_Text segment_
^^^^^^^^
Chitrangada Singh gets the best one: Naam ke ilawa kuch bachca na ho toh, naam ko bacha ke rakhna chahiye .

Cast: Mahi Gill, Jimmy Shergill, Sanjay Dutt, Chitrangada, Kabir Bedi, Deepak Tijoria, Nafisa Ali, Deepraj Rana
Director: Tigmanshu Dhulia

Not all gangsters are exciting. And one had safely assumed that writer-director Tigmanshu Dhulia knew this very well since he’s the one who gave us a dazzling goonda in 2011 (Saheb, Biwi aur Gangster) without whom the saheb and his biwi would have been nothing more than quibbling malcontents. Randeep Hooda’s Babloo made both of them pant.

It was because of the audacious raunchiness which Babloo brought to Deogarh haveli that Choti Rani held a gun while making out with the help in the open. That’s also the reason why we’ve since been happy to return to the saheb, biwi and their haveli.

But for out third outing the film, written by Sanjay Chauhan and Tigmanshu Dhulia, seems to have an ulterior motive vis-a-vis the gangster — not to try and spice things up, but to try and resurrect the bad boy image of Sanjay Dutt without actually making him do anything that’s morally wrong.

Uday Singh (Sanjay Dutt), an outcast from another royal family, is only peripherally a spanner in the works of Madhvi (Mahie Gill) and Aditya Pratap Singh (Jimmy Shergill).

He’s actually not at all interested in the sahib or his biwi. He stews in a parallel plot of his own making which is too clichéd and dull.

Because of this, Sahib, Biwi aur Gangster 3 operates not just in two places with two different sets of people and problems, but also at two sharply distinct IQ levels.

The haveli, which is now back to its splendour, is still the place where murders are easily plotted and assigned.

It’s a cunning, cerebral world of devious intrigue, while Uday Singh’s Boondi Nagar palace is a collection of heavily botoxed dimwits who are too inept to see through even a carefully planned, simple murder.
^^^^^^^^
_Input data_

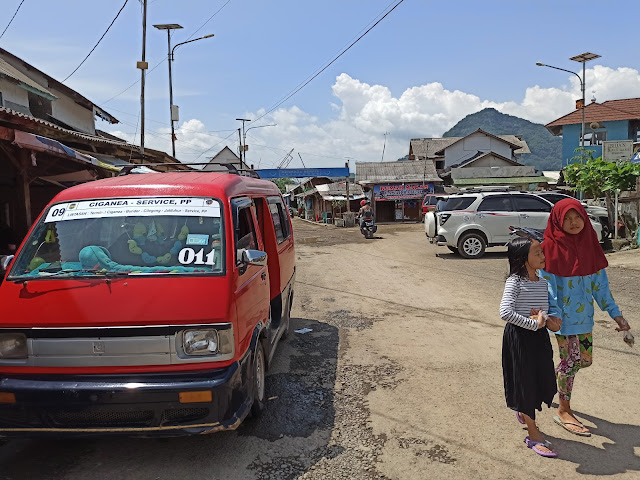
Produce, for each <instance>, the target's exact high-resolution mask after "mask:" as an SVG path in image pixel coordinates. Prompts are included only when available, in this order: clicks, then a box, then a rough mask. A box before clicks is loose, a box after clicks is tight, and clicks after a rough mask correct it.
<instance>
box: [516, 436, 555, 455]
mask: <svg viewBox="0 0 640 480" xmlns="http://www.w3.org/2000/svg"><path fill="white" fill-rule="evenodd" d="M524 443H526V444H527V447H529V448H530V449H531V450H533V451H534V452H536V453H537V454H538V455H540V456H541V457H548V458H555V457H557V456H558V454H557V453H556V452H554V451H550V452H545V451H544V450H541V449H540V448H538V445H542V446H543V447H545V448H547V449H550V444H549V442H535V441H533V440H531V439H530V438H529V437H527V438H525V439H524Z"/></svg>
^^^^^^^^
_Work request 1_
Repeat the stretch of the Saheb, Biwi aur Gangster 3 review from "Uday Singh (Sanjay" through "clichéd and dull.", word for word.
_Work request 2_
Carry the Saheb, Biwi aur Gangster 3 review forward, picking up after its final sentence.

_Written answer 1_
Uday Singh (Sanjay Dutt), an outcast from another royal family, is only peripherally a spanner in the works of Madhvi (Mahie Gill) and Aditya Pratap Singh (Jimmy Shergill).

He’s actually not at all interested in the sahib or his biwi. He stews in a parallel plot of his own making which is too clichéd and dull.

_Written answer 2_
Sahib, Biwi aur Gangster 3 toggles between these two worlds, and the distressing result can best be summed up with this Urdu couplet:
Na Khuda hi mila, na viaasl-e-sanam,
Na idhar ke rahe, na udhar ke rahe

The film opens in London where Uday, wearing a hoodie, plays many rounds of Russian Roulette — a deadly game that involves vodka, ek goli in a gun that is passed from one man to another who try their luck by pulling the trigger.

Like his great grandfather, Uday is a master of this game. And so, soon after his opponents shoot themselves in the head, he collects wads of foreign currency, stopping only when he has enough cash to set up a nightclub, Lords of the House.

Uday, however, remains a character about whom we learn just few, basic titbits to establish that he’s morally sound, daring and unhappy married because he’s in love with another. Oh! And he also keeps maun vrats.

On one such maun day we watch him smash a bottle on a man’s head, and Madhvi, who is hanging around with her friends, makes note of his anger.

Uday skips with joy when he’s told that he’s being deported to India.

The thought of being with his mistress, Suhani (Chitrangada), are pleasing.

But there’s also his dad, Maharaj Hari Singh (Kabir Bedi), and brother Vijay (Deepak Tijori) who run their ancestral palace in Boondi Nagar as a hotel and want nothing to do with him.

Madhvi is now a powerful, confident MLA who runs the Jan Vikas Party.

She’s also a fixer, doling out favours in return for favours.

She also randomly picks up men but then forgets they are waiting for her in the guest room.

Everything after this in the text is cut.